## Task directions
For this task, extract exactly the lines of the data below, from the line containing "Objective — set a marker on each instance of the building" through the last one, with pictures left out.

(Entries from a pointing dataset)
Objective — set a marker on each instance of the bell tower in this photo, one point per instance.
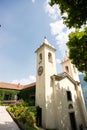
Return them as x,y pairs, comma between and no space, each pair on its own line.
45,68
69,68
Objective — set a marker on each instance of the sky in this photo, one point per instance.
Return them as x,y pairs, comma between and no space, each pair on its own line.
24,24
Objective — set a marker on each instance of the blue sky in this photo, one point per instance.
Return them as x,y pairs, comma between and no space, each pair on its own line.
24,23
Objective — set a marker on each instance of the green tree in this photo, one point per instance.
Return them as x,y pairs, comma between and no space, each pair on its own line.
77,45
75,10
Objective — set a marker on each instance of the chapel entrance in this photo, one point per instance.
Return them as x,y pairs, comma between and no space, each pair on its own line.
72,121
39,116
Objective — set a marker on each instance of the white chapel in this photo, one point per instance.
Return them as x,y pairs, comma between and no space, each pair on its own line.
58,95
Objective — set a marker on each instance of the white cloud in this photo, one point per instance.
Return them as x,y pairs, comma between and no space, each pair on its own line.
53,12
58,29
58,61
25,81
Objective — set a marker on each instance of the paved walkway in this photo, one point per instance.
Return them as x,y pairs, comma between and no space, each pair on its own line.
6,122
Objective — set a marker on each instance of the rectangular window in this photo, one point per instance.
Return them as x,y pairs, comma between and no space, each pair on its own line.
69,96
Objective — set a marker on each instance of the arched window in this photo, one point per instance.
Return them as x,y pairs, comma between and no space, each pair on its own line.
49,57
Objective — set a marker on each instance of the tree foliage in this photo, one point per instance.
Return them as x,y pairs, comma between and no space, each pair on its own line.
77,45
76,11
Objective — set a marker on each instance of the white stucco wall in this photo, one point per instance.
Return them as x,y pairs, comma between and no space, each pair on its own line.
62,104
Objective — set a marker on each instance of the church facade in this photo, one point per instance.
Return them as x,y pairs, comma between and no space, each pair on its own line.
58,95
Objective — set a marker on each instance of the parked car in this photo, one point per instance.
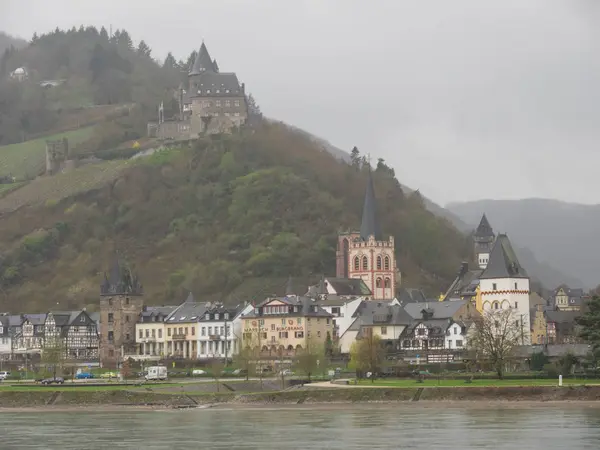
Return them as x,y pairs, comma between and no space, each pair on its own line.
84,375
55,380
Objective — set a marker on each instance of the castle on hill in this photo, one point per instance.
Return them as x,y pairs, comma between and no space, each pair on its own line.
213,102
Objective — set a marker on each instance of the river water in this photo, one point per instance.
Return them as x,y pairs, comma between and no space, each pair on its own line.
547,426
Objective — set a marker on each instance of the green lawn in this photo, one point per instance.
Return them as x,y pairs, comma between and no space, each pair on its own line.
28,159
433,382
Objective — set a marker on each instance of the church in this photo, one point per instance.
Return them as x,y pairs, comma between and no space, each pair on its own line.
366,254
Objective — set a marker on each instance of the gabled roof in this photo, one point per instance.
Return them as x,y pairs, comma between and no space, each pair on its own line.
484,229
440,310
203,62
370,225
503,262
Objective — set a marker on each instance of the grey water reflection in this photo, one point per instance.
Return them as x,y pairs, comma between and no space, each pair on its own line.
548,427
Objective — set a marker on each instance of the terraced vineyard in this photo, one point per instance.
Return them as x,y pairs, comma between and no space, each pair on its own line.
63,185
28,159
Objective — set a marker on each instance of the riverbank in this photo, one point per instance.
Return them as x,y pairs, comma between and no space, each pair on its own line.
72,398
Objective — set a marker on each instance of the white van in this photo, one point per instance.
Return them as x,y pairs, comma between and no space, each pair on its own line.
156,373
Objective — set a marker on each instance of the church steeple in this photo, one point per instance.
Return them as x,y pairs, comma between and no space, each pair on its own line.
370,225
203,62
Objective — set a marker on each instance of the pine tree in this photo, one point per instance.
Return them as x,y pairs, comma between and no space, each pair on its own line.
590,324
143,49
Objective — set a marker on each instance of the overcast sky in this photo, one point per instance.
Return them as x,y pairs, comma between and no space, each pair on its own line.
466,99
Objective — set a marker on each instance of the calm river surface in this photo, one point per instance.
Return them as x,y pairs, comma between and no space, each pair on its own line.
548,427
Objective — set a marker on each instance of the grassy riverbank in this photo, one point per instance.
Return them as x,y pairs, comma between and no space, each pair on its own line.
123,396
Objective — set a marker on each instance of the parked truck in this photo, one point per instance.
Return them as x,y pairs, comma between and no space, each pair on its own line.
156,373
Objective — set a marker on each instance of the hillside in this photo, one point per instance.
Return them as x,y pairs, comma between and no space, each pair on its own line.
230,218
561,235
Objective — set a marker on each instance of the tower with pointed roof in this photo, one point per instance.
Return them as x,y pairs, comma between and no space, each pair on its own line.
483,238
365,254
215,101
504,285
121,302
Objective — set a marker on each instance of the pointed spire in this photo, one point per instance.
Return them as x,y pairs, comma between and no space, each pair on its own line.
370,224
289,288
484,229
203,62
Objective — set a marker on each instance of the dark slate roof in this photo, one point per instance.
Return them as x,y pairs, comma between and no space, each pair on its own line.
203,62
121,281
484,229
348,286
503,262
411,295
440,310
375,312
307,307
370,225
223,82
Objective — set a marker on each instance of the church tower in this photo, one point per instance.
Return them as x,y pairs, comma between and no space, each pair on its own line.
366,254
484,238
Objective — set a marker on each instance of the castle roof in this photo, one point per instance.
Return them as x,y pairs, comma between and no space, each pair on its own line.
503,262
484,229
370,225
203,62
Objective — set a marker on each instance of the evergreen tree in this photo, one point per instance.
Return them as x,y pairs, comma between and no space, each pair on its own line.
170,62
355,157
144,49
590,323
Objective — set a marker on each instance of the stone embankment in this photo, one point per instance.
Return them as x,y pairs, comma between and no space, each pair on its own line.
73,398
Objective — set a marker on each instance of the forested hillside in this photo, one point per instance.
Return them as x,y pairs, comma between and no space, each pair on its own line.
230,218
94,69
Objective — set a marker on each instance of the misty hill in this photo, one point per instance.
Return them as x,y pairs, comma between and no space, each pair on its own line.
231,217
562,236
7,41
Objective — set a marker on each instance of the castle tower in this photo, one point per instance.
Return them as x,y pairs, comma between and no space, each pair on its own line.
121,303
366,255
484,241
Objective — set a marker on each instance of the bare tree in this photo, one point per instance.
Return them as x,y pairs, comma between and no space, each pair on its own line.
310,358
367,354
495,336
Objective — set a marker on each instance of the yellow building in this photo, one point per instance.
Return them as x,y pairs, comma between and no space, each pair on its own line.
282,326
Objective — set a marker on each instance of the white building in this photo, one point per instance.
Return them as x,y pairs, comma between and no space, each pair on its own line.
220,330
504,284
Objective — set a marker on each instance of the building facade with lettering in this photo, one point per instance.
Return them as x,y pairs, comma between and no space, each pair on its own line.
285,325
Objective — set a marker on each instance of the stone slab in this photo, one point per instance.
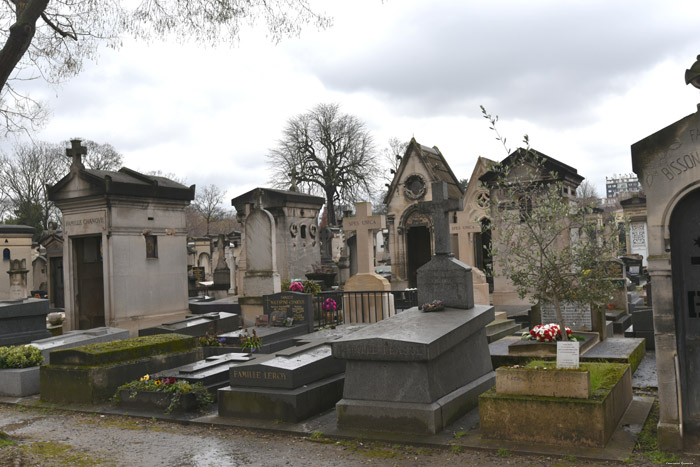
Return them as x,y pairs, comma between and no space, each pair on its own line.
23,321
19,382
413,335
288,370
78,338
549,382
197,325
411,417
291,405
447,279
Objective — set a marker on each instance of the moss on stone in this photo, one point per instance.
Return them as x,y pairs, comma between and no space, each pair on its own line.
109,353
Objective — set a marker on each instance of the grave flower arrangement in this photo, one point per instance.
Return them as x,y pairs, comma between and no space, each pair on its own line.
21,356
548,332
176,388
250,342
435,305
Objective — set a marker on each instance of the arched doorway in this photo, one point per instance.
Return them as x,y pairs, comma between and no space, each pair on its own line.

## Result of this exercise
Objective — set a marker on each instance of the building facade with lettering in this photo, one point per instance.
Return them as x,y pairs, comma between and no space, each pair on its own line.
285,325
Objective — set a marker on each instance of the stone slab in this photo, one point per instance.
Return them as x,y pairs, comma between and no space, each pair on its own line.
23,321
19,382
413,335
288,370
78,338
549,382
197,325
411,417
291,405
447,279
Objective — set a marker on each instance of the moss on stone in this photo, one point per instance.
Return them as x,y pairs, comma between and no space, each pair on its own line.
109,353
Objective — set a marker on each instance of the grave flower arrangement in this photo, one point per instance.
Return them as x,y pairs, comma between and no space, each pair on its own line.
21,356
548,332
176,388
250,342
435,305
Objective — set a marker on each instance of the arched doorway in this photo, one point per instance.
Return them as x,y pairs, comma between and no space, each pair on its own line.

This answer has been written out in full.